WHAT YOU SHOULD DO —
Go through the records below and return each line that has "batting" in it.

DATA EXCERPTS —
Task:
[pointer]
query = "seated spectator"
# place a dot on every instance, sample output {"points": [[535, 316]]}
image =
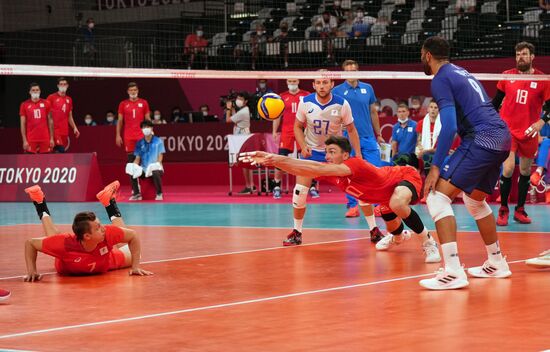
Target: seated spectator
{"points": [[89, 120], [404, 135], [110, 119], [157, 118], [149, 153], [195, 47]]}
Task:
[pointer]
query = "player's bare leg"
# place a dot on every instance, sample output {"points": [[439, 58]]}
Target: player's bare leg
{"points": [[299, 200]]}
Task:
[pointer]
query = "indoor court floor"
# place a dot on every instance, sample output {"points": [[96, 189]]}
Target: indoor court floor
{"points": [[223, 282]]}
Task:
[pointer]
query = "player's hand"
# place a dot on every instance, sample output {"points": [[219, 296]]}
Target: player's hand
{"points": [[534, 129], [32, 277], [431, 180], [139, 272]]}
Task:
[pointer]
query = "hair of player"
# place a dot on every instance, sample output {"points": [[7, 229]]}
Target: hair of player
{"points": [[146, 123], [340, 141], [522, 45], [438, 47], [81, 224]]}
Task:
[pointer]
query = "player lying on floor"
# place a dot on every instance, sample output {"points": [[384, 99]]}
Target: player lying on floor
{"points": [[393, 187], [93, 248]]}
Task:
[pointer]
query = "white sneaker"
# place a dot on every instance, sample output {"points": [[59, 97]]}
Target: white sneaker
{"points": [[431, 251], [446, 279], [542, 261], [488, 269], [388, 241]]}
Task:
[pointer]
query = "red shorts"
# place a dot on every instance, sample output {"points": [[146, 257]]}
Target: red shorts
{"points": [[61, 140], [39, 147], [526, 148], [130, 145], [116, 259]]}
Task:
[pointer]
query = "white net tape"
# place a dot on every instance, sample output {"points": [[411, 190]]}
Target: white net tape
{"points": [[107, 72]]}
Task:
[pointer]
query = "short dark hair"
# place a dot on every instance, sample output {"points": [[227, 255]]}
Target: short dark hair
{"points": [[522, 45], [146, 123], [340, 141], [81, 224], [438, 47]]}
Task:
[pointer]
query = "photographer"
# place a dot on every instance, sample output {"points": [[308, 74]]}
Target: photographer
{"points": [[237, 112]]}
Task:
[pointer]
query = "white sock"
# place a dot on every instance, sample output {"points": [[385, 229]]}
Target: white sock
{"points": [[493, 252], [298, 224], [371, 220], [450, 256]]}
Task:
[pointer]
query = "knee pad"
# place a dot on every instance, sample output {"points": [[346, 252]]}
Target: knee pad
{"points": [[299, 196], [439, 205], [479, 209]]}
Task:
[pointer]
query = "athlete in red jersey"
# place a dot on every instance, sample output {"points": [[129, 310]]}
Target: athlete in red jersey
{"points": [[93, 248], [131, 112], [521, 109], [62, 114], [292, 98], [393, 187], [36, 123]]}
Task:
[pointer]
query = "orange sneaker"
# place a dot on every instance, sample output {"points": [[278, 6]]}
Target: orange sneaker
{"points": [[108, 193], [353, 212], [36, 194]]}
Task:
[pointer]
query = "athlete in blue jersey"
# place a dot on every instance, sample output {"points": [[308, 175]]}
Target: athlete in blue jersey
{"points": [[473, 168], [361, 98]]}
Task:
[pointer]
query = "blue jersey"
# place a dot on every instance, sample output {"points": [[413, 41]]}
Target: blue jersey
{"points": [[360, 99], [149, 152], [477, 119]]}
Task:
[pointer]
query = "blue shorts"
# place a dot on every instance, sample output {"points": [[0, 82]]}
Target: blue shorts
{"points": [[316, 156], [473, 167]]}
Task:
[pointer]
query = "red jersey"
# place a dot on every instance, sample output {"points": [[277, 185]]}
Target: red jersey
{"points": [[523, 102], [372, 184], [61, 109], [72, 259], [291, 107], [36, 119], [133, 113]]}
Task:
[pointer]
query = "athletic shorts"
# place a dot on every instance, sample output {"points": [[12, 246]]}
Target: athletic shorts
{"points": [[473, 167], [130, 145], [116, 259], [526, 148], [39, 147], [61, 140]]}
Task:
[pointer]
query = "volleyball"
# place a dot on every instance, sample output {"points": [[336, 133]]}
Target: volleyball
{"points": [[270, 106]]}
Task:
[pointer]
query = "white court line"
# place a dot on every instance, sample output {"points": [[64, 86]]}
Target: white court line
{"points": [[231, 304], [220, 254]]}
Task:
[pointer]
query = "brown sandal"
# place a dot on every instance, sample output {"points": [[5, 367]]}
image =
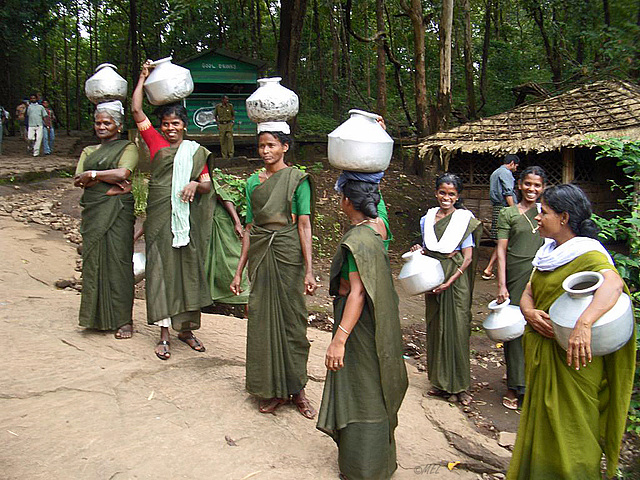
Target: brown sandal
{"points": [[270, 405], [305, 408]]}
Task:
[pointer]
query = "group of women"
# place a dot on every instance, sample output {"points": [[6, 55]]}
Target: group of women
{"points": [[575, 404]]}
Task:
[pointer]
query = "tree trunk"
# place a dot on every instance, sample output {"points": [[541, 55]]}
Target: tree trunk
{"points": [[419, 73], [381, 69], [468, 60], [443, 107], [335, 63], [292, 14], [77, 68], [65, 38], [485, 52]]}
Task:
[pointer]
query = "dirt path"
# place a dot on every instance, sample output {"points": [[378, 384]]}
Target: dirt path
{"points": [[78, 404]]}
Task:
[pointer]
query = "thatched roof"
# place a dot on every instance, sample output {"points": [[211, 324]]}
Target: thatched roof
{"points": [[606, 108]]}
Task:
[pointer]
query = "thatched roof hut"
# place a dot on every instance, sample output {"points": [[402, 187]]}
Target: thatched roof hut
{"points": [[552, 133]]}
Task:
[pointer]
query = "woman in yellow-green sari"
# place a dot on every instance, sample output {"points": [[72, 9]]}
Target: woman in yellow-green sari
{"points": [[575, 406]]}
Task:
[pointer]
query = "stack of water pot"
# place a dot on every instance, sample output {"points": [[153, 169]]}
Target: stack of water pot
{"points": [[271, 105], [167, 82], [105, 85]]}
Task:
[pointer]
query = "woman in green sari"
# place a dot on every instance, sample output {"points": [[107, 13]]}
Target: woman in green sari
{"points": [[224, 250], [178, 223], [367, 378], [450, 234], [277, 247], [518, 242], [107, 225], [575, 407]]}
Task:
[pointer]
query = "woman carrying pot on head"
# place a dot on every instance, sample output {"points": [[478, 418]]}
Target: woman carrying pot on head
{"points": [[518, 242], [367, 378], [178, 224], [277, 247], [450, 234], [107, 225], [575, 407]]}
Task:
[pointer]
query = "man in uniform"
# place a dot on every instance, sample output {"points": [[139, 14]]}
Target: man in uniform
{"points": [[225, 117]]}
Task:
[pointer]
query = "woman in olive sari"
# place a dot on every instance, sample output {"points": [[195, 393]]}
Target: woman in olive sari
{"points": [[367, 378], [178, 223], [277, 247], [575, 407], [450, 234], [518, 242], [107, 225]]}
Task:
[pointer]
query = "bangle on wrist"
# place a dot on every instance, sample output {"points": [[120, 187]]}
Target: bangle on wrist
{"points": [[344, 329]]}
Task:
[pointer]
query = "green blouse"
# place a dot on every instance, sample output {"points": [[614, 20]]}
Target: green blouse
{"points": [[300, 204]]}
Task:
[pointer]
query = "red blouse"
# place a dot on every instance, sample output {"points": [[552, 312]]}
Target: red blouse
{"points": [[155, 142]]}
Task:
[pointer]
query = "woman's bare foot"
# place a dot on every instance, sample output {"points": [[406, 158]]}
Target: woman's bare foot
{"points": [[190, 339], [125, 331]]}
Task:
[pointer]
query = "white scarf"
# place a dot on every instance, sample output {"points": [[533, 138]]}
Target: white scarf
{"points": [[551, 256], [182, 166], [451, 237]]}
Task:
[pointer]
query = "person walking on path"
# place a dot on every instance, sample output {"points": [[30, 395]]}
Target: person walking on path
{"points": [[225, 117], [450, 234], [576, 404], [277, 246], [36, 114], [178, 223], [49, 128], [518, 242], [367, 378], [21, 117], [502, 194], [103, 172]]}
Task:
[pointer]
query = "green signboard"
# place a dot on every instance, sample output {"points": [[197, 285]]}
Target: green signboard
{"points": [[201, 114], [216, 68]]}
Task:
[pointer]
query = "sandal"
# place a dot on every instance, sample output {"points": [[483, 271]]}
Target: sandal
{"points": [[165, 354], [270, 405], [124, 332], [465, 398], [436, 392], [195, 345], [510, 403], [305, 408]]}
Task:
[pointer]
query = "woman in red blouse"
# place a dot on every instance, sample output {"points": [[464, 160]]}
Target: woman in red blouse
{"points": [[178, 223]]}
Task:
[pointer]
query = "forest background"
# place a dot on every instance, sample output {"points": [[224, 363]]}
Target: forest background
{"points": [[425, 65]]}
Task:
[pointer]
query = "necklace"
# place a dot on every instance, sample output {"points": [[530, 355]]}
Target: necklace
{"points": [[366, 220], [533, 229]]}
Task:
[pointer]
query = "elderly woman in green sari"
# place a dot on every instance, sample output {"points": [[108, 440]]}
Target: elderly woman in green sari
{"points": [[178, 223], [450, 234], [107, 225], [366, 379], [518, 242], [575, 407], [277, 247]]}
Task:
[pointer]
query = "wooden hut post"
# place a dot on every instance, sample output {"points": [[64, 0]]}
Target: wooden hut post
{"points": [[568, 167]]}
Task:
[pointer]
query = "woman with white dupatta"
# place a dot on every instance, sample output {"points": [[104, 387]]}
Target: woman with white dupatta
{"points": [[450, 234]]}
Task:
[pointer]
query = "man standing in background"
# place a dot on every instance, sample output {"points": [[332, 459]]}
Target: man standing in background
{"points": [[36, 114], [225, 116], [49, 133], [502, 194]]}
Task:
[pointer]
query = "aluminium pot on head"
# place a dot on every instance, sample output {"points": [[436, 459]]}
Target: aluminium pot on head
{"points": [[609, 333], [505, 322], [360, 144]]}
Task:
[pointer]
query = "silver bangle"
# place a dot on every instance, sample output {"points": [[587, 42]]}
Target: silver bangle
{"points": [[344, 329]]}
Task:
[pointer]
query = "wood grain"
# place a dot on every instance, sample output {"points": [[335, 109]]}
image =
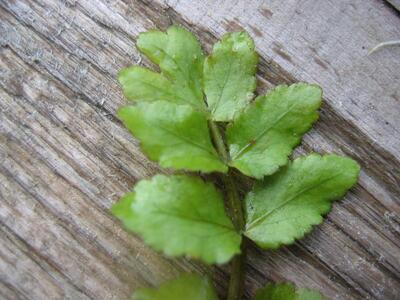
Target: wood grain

* * *

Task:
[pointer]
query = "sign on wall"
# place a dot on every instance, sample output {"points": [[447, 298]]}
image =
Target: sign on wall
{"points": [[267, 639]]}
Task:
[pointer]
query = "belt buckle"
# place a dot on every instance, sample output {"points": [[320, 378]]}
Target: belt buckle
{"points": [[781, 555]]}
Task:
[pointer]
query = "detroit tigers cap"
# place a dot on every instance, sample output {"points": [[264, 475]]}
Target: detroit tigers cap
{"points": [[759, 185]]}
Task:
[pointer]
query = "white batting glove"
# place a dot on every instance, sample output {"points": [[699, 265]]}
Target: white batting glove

WRITTEN RESPONSE —
query = "white batting glove"
Target: white batting glove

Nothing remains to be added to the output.